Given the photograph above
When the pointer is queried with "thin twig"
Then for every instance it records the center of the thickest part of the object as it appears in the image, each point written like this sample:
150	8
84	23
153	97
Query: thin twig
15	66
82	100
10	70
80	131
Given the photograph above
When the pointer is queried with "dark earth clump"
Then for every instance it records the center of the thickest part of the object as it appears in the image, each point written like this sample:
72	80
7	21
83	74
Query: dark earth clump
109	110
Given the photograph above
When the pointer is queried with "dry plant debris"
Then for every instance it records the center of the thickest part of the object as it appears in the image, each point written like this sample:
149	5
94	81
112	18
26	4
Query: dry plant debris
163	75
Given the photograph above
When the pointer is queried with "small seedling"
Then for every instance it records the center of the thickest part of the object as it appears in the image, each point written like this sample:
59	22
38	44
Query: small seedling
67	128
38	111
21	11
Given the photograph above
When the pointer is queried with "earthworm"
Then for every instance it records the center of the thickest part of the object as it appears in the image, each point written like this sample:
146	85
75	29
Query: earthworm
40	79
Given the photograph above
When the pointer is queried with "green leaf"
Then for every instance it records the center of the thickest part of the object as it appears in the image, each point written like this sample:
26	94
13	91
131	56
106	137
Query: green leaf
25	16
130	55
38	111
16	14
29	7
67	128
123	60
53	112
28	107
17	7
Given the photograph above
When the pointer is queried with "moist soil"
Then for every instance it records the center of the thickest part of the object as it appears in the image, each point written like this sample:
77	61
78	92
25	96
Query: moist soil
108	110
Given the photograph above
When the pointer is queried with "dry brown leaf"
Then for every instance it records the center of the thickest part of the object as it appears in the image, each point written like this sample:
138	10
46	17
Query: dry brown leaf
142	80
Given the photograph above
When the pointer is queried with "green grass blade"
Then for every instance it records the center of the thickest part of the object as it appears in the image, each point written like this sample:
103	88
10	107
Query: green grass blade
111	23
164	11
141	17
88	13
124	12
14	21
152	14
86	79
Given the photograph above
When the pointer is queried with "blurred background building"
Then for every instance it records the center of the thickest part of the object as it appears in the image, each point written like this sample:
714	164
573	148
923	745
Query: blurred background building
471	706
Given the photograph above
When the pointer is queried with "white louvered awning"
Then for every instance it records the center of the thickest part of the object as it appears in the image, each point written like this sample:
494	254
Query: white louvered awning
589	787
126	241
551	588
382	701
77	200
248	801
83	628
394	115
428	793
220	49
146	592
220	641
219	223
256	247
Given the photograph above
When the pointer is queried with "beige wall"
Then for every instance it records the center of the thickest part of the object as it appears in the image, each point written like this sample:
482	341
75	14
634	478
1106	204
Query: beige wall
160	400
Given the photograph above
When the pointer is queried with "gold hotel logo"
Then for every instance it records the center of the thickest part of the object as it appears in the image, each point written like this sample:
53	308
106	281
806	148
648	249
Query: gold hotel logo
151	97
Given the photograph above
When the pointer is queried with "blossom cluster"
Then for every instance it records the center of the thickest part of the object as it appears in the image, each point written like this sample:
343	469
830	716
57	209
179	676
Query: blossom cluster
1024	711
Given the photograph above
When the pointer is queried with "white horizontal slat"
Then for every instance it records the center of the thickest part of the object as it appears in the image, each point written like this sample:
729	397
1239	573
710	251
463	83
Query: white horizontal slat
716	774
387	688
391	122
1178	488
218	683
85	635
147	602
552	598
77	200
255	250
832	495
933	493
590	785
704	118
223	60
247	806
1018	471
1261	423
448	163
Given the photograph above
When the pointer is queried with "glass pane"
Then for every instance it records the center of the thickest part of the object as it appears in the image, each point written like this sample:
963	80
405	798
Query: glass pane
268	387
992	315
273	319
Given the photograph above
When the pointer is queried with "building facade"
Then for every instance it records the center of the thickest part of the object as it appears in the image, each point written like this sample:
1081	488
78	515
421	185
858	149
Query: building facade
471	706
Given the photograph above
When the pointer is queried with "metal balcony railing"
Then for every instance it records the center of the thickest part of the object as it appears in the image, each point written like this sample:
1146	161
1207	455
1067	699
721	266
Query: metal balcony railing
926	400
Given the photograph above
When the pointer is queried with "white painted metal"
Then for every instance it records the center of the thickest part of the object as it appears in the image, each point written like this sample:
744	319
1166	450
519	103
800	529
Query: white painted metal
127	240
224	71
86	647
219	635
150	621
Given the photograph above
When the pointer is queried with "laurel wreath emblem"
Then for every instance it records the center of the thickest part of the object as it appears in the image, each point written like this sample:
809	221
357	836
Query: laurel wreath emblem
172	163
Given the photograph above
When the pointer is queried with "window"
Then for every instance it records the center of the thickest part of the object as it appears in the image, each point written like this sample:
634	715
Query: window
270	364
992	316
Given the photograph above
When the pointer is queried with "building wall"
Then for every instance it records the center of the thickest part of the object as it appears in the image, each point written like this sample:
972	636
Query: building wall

▶ Request: Every record shown above must be echoed exactly.

▶ Result for this exercise:
Given the photograph above
When the pointer is queried with "thin twig"
Then for every instance it records the center of the thickest part of the object as it appears in the image, each point written like this sample:
150	8
84	23
153	97
Query: thin twig
15	66
82	100
10	70
80	131
Given the photograph above
When the pointer is queried with "dark earth clump"
Then for every instance it records the center of the thickest part of the object as it appears in the image, each point written like this sample:
72	80
7	21
83	74
Query: dark earth clump
109	110
Given the photograph above
When the pointer is queried with "dry plant debris"
Then for every instance it records the center of the thickest part of the object as it appears in the image, each point written like this sample:
149	5
94	81
112	18
26	4
Query: dry plant debris
163	75
Given the photograph above
When the pointer is queried with "small seedling"
Then for every instance it records the center of the thickest part of the object as it appears in the image, each point written like this sample:
59	22
38	44
Query: small seedling
67	128
38	111
21	11
Given the photograph above
When the pointer is queried with "earthworm"
Then for every instance it records the center of the thickest part of the object as it appears in the image, each point written like this sample:
146	85
75	29
Query: earthworm
40	79
Given the photograph above
When the pointer is queried with "green leaf"
Then for every instance it records the center of the thickest part of the object as it appears in the image, each point written like this sample:
26	94
13	91
131	56
106	137
Query: green leaf
25	16
130	55
38	111
16	14
29	7
67	128
123	60
53	112
28	107
17	7
Given the photograph above
When the pointer is queried with "moist soil"
Then for every instance it records the center of the thickest part of the object as it appears in the image, each point written like this sample:
77	61
78	92
25	96
Query: moist soil
108	110
Given the photograph above
When the pointer is queried with "dry brown leaf"
Then for every instance it records the center of the thickest part of the object as it appears in the image, each point written like this sample:
138	10
46	17
Query: dry brown leaf
142	80
Given the photograph above
When the pointer is queried with "green grass blade"
Then for every instance it records the center of the thickest part of the object as it appears in the image, each point written like this sample:
103	88
10	107
Query: green grass blade
111	23
164	11
141	17
88	13
124	12
14	21
152	14
86	79
Given the photograph above
When the pointer is queried with "blurred background building"
Then for every instance it records the center of the thickest part of the object as it appears in the image, each point written like this sample:
714	164
573	148
923	745
Query: blurred background building
471	706
Given the photograph above
When the pointer is queried with "white louvered awning"
Then for every instance it records the center of the thickest part of the object as it appears in the image, each point written like this sample:
494	254
Query: white louvered awning
589	787
126	241
551	588
382	701
77	200
248	801
83	628
394	115
428	793
220	49
146	592
220	641
219	223
256	247
Given the photograph above
When the pointer is queried with "beige wall"
Then for every instance it records the center of the thickest part of the object as it appears in the image, each point written like this sample:
482	341
75	14
634	478
1106	204
Query: beige wall
160	400
Given the photograph above
When the pointer is queried with "gold hotel logo"
Then for every instance it records the center of the thickest part of the object as it appears in the image, each point written like this sample:
53	308
106	281
806	148
648	249
Query: gold hotel logo
151	97
Given the photograph above
When the pointer is queried with "blossom cluster"
Then for every instance it records the center of the thickest part of the object as it appears in the image, each point written like this sample:
343	469
830	716
57	209
179	676
Query: blossom cluster
1024	711
Given the photograph above
When the pointer is queried with "white horizontal slat"
Then for every instance it records the center of the thickest part of the object as it appears in the image, each point written like this sample:
729	397
1239	573
710	251
463	83
Query: white horizontal slat
716	774
387	688
391	122
1178	488
218	683
85	635
147	602
552	598
77	200
255	250
832	495
933	493
590	785
704	118
223	60
247	806
1018	471
1261	423
448	163
Given the photograph above
When the pointer is queried with "glass pane"
Then for every instance it records the center of the thickest part of the object as it appears in the image, each point written like this sample:
963	80
405	798
Query: glass pane
268	387
992	315
273	319
Given the photograph above
When the pointer is queried with "building facade"
Then for every instance it records the center of the thickest part of the object as it appears in the image, each point written like this sample:
1081	488
78	515
421	185
858	149
Query: building facade
471	706
Given the photograph above
When the pointer is queried with "metal balcony railing"
Then for every instance it records the center of the thickest part of the object as it appears in the image, each point written like this sample:
1146	161
1207	455
1067	699
721	266
Query: metal balcony railing
926	400
Given the photograph above
When the pointer is queried with "white painted metal"
Then for every instance it records the center of the thickest part of the object as it appears in the image, each point written like this sample:
744	319
1166	450
519	103
800	529
Query: white painted metal
127	240
224	71
86	647
219	635
150	621
Given the photograph above
When the pointer is queried with "laurel wreath emblem"
Then for every instance it records the center of the thickest part of the object as it appears in the image, each point written like this sample:
809	221
357	836
Query: laurel wreath emblem
172	163
Given the photograph above
When the pointer is queried with "window"
Then for every instance it records the center of the thickest part of the object as it appears in the image, each point written like this sample:
634	715
Query: window
270	364
992	316
Given the photograph above
When the pointer is queried with "building wall"
Then for every instance it records the center of the thickest part of the object as it appears in the image, each point written like this sample:
972	636
Query: building wall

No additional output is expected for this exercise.